Problem to solve: The line containing "Automation agent log: The next step is to locate the purple" marks the start; return it and every line after it in the listing below, exactly, through the last.

=-=-=

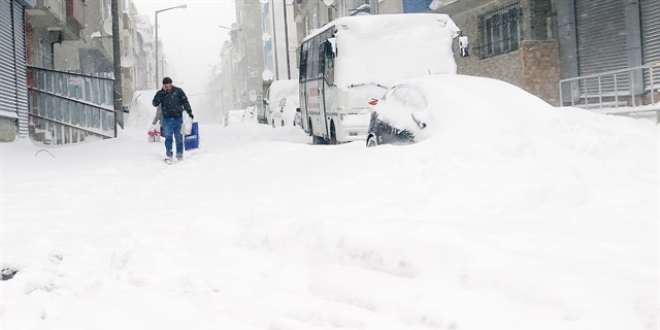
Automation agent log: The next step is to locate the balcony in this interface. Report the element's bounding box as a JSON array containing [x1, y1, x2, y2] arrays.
[[26, 0, 82, 40], [66, 0, 84, 30]]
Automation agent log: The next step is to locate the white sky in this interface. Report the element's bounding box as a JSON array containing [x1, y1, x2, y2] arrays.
[[131, 0, 237, 96]]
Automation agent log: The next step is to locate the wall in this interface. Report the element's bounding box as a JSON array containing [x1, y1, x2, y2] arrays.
[[0, 118, 17, 142], [379, 0, 404, 14], [446, 0, 524, 87], [433, 0, 562, 105], [521, 40, 560, 105]]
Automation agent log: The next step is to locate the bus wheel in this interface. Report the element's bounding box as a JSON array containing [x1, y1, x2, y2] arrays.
[[366, 135, 378, 148], [330, 121, 338, 144]]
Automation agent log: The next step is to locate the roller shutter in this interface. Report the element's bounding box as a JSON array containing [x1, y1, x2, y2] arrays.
[[0, 0, 28, 138], [14, 1, 28, 137], [0, 0, 17, 118], [575, 0, 628, 94], [641, 0, 660, 90]]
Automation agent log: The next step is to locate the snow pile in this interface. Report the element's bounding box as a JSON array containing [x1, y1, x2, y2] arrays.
[[125, 89, 159, 129], [1, 85, 658, 329]]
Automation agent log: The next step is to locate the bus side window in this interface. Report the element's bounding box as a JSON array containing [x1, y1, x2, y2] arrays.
[[322, 41, 335, 86], [309, 37, 318, 78], [300, 48, 308, 81]]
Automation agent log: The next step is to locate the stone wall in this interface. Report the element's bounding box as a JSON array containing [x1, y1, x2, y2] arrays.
[[437, 0, 562, 106], [0, 118, 18, 142], [448, 0, 524, 88], [521, 40, 561, 106]]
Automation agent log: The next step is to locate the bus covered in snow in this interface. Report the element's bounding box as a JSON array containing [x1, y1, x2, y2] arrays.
[[298, 13, 460, 144]]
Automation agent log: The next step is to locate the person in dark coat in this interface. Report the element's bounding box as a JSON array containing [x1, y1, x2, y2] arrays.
[[152, 77, 194, 161]]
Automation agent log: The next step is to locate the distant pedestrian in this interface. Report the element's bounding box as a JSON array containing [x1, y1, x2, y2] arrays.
[[150, 105, 164, 139], [152, 77, 194, 162]]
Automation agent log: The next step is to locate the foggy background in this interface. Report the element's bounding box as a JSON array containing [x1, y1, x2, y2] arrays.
[[132, 0, 237, 123]]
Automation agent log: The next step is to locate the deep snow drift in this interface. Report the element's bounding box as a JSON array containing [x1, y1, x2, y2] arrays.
[[1, 99, 658, 329]]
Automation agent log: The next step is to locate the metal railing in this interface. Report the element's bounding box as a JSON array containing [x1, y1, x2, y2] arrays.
[[559, 62, 660, 122], [28, 66, 116, 145]]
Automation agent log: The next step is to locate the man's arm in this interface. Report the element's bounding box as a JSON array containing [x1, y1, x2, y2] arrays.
[[178, 89, 193, 118], [152, 90, 164, 107]]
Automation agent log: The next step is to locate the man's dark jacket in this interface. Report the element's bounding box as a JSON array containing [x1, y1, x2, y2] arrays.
[[152, 86, 193, 119]]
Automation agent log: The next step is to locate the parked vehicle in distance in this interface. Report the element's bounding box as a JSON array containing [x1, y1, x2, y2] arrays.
[[224, 109, 245, 127], [366, 74, 555, 147], [298, 13, 460, 145], [265, 79, 299, 128]]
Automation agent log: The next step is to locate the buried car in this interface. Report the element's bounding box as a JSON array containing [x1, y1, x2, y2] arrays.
[[265, 79, 299, 128], [366, 74, 555, 147]]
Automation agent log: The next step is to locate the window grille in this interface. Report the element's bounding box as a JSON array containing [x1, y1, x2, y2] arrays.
[[479, 3, 522, 59]]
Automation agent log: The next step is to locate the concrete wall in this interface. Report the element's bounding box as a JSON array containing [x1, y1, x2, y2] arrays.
[[0, 118, 18, 142], [379, 0, 404, 14], [447, 0, 524, 87]]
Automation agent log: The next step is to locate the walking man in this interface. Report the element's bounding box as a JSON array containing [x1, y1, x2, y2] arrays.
[[153, 77, 194, 162]]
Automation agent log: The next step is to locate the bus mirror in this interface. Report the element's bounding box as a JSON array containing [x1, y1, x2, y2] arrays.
[[324, 41, 335, 59]]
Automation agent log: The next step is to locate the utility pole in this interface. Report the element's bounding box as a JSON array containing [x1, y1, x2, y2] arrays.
[[111, 0, 124, 134], [282, 0, 291, 79], [371, 0, 379, 15], [155, 13, 159, 89]]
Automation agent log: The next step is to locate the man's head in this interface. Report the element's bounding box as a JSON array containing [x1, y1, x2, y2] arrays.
[[162, 77, 173, 91]]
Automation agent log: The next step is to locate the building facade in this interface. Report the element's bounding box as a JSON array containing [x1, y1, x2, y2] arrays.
[[1, 0, 166, 144], [1, 0, 34, 142], [434, 0, 659, 107]]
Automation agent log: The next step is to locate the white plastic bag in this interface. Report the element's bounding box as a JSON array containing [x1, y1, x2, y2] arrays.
[[182, 117, 193, 135]]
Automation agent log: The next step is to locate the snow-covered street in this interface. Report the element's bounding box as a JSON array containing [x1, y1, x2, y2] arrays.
[[1, 106, 659, 329]]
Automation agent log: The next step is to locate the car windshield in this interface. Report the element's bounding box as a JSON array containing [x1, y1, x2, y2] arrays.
[[383, 84, 428, 111]]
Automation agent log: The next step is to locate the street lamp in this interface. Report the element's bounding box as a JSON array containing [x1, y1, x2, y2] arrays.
[[155, 4, 187, 89]]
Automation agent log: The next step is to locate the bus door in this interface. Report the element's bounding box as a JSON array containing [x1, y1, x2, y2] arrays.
[[321, 38, 335, 124]]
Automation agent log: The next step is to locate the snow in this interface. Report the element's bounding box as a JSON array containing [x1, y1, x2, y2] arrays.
[[2, 77, 658, 329], [267, 80, 300, 127], [2, 15, 659, 326], [314, 13, 460, 89]]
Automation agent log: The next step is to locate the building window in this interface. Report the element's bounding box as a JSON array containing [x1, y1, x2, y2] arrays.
[[480, 3, 522, 59]]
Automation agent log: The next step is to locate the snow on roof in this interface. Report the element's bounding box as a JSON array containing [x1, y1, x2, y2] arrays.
[[268, 79, 299, 105], [329, 13, 460, 89]]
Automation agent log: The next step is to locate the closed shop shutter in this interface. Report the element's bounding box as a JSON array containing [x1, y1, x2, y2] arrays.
[[13, 1, 28, 137], [0, 0, 17, 119], [641, 0, 660, 90], [575, 0, 628, 94]]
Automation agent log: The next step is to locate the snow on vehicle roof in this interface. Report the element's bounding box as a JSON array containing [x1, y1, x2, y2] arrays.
[[302, 13, 461, 90], [268, 80, 299, 105], [301, 13, 458, 43]]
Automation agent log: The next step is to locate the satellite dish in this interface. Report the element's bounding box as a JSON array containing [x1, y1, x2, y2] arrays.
[[121, 55, 135, 68], [142, 41, 154, 53], [103, 17, 123, 36], [262, 69, 274, 82]]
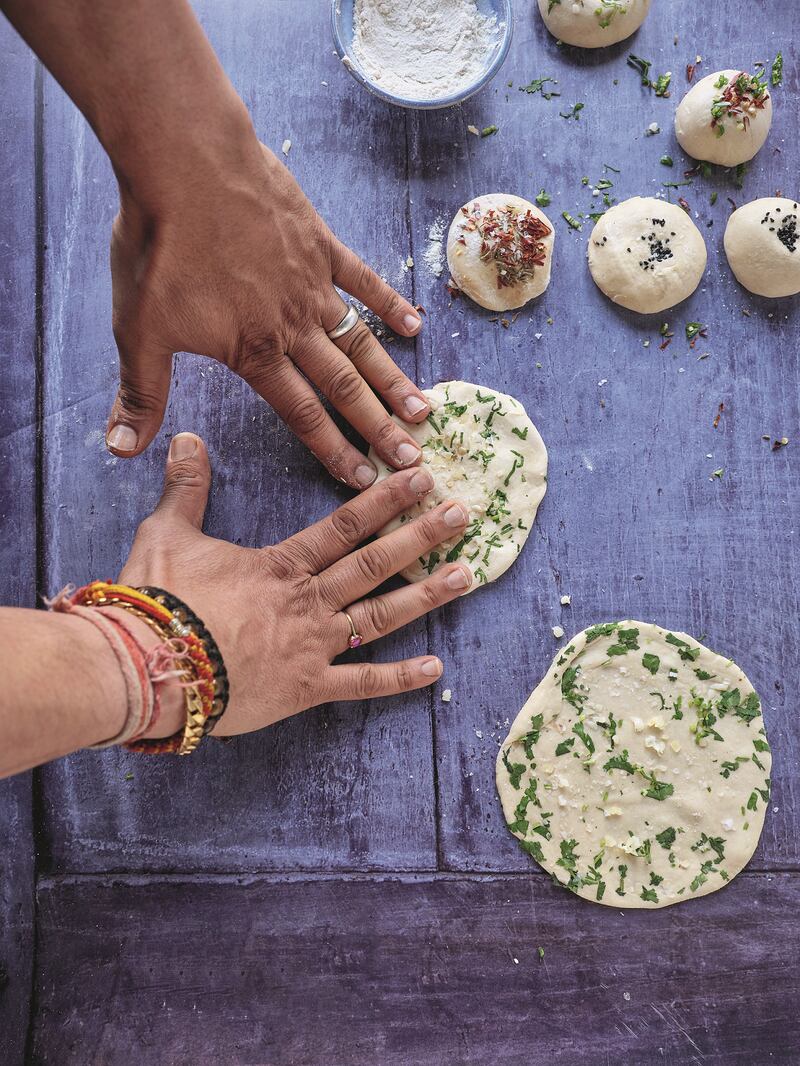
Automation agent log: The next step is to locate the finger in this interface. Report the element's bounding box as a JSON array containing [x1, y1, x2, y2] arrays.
[[323, 297, 430, 423], [320, 656, 443, 703], [152, 432, 212, 529], [331, 239, 423, 337], [280, 466, 434, 571], [294, 330, 423, 471], [106, 339, 173, 456], [241, 353, 377, 490], [320, 500, 469, 606], [340, 564, 472, 647]]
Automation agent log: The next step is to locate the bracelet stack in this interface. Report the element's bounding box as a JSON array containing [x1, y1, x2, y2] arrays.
[[51, 581, 229, 755]]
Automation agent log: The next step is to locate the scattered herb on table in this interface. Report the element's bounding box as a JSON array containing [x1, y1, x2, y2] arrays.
[[771, 52, 783, 87], [660, 155, 674, 167], [535, 189, 552, 207], [685, 321, 706, 343], [560, 102, 585, 121], [520, 76, 560, 99], [481, 125, 499, 138], [562, 211, 583, 231]]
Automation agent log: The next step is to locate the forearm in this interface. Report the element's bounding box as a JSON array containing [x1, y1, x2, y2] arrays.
[[1, 0, 256, 208], [0, 607, 182, 779]]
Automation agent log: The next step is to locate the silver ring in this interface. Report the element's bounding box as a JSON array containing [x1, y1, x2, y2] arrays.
[[326, 304, 360, 340]]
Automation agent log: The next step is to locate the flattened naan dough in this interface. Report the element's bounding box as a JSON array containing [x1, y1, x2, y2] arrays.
[[497, 621, 771, 908], [369, 381, 547, 592]]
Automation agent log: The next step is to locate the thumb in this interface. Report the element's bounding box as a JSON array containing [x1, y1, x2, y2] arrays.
[[154, 433, 212, 529], [106, 341, 173, 456]]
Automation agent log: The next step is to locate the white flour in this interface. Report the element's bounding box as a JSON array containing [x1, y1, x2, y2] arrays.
[[351, 0, 501, 101]]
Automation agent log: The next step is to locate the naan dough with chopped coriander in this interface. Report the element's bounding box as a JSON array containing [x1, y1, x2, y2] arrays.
[[497, 621, 771, 908], [369, 381, 547, 593]]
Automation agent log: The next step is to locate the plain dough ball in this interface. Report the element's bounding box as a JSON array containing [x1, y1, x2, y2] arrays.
[[724, 197, 800, 298], [446, 193, 554, 312], [587, 197, 707, 314], [369, 381, 547, 593], [675, 70, 773, 166], [537, 0, 651, 48]]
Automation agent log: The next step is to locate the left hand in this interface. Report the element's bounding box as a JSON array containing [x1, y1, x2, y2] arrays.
[[107, 137, 431, 490]]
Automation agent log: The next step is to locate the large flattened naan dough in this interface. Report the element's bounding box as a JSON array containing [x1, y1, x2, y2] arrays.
[[446, 193, 554, 312], [588, 197, 707, 314], [724, 197, 800, 298], [497, 621, 771, 908], [537, 0, 651, 48], [675, 70, 773, 167], [369, 381, 547, 593]]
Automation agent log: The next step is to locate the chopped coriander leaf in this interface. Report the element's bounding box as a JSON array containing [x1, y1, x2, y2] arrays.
[[604, 750, 635, 775], [556, 838, 579, 873], [616, 863, 628, 897], [694, 669, 715, 681], [660, 155, 674, 167], [561, 666, 587, 710], [640, 887, 659, 903], [502, 748, 526, 789], [642, 776, 674, 801], [555, 738, 576, 756], [692, 833, 725, 863], [585, 623, 617, 643], [519, 76, 560, 99], [511, 426, 529, 440], [607, 628, 640, 656], [559, 102, 585, 121], [572, 721, 595, 754], [772, 52, 783, 87], [642, 652, 660, 675], [685, 322, 705, 341], [650, 872, 664, 886], [519, 839, 545, 862], [655, 827, 677, 849], [535, 189, 552, 207]]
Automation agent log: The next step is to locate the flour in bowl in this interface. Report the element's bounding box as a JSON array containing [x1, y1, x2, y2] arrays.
[[351, 0, 502, 101]]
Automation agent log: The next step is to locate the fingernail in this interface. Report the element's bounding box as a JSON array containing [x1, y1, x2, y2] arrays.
[[396, 442, 421, 466], [404, 397, 428, 419], [403, 313, 422, 334], [355, 464, 377, 488], [106, 424, 138, 452], [409, 468, 434, 493], [444, 503, 468, 527], [169, 433, 198, 461], [421, 657, 442, 677], [446, 567, 471, 590]]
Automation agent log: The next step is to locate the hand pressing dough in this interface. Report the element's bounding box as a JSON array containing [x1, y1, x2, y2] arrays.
[[537, 0, 651, 48], [675, 70, 773, 167], [588, 197, 707, 313], [446, 193, 554, 312], [497, 621, 771, 909], [369, 381, 547, 592], [724, 197, 800, 298]]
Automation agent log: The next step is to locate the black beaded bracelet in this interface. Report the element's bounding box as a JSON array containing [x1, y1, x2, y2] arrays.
[[137, 586, 230, 734]]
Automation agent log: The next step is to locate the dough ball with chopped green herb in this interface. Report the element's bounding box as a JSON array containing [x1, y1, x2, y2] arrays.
[[369, 381, 547, 592], [587, 197, 707, 314], [496, 621, 771, 909], [446, 193, 554, 311], [537, 0, 651, 48], [724, 197, 800, 298], [675, 70, 773, 167]]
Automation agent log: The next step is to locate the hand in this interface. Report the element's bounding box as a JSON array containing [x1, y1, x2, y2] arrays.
[[118, 433, 473, 736], [107, 137, 431, 490]]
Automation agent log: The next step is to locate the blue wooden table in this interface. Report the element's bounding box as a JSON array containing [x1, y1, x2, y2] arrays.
[[2, 2, 799, 1062]]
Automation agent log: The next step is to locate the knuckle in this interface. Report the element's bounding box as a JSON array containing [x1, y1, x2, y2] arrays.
[[235, 328, 284, 375], [117, 379, 163, 419], [420, 579, 442, 611], [330, 504, 370, 546], [342, 323, 376, 366], [354, 664, 381, 699], [323, 364, 364, 408], [283, 394, 328, 439], [166, 461, 204, 489], [262, 546, 297, 582], [365, 596, 394, 636], [354, 543, 391, 586], [394, 663, 413, 691], [414, 512, 444, 546], [370, 417, 402, 452]]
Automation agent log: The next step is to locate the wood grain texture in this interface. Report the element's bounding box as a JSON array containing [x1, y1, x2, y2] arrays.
[[36, 0, 436, 873], [30, 872, 800, 1064], [405, 0, 800, 872], [0, 17, 37, 1065]]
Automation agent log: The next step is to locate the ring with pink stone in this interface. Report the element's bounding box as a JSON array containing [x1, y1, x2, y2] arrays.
[[343, 611, 363, 650]]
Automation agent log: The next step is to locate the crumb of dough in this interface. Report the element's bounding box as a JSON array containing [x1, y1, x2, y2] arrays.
[[441, 688, 452, 702]]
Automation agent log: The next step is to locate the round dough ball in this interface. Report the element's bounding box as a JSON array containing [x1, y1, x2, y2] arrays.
[[724, 197, 800, 298], [497, 620, 772, 909], [587, 197, 707, 314], [446, 193, 554, 312], [675, 70, 773, 167], [369, 381, 547, 593], [537, 0, 651, 48]]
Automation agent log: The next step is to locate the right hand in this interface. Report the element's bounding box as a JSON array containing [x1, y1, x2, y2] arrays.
[[118, 433, 472, 737]]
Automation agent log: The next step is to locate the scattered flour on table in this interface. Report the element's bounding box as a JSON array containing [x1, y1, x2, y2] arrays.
[[351, 0, 501, 101], [423, 217, 446, 278]]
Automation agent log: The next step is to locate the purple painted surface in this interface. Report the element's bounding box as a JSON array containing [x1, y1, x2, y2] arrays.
[[1, 0, 799, 1061], [0, 17, 36, 1064], [30, 873, 800, 1064]]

=-=-=

Task answer:
Automation agent log: The next step is to locate the purple painted surface in this interface. Report the element's bounding box as a JSON array containing [x1, y1, x2, y2] arrays.
[[1, 0, 799, 1061], [0, 17, 36, 1064], [30, 873, 800, 1064]]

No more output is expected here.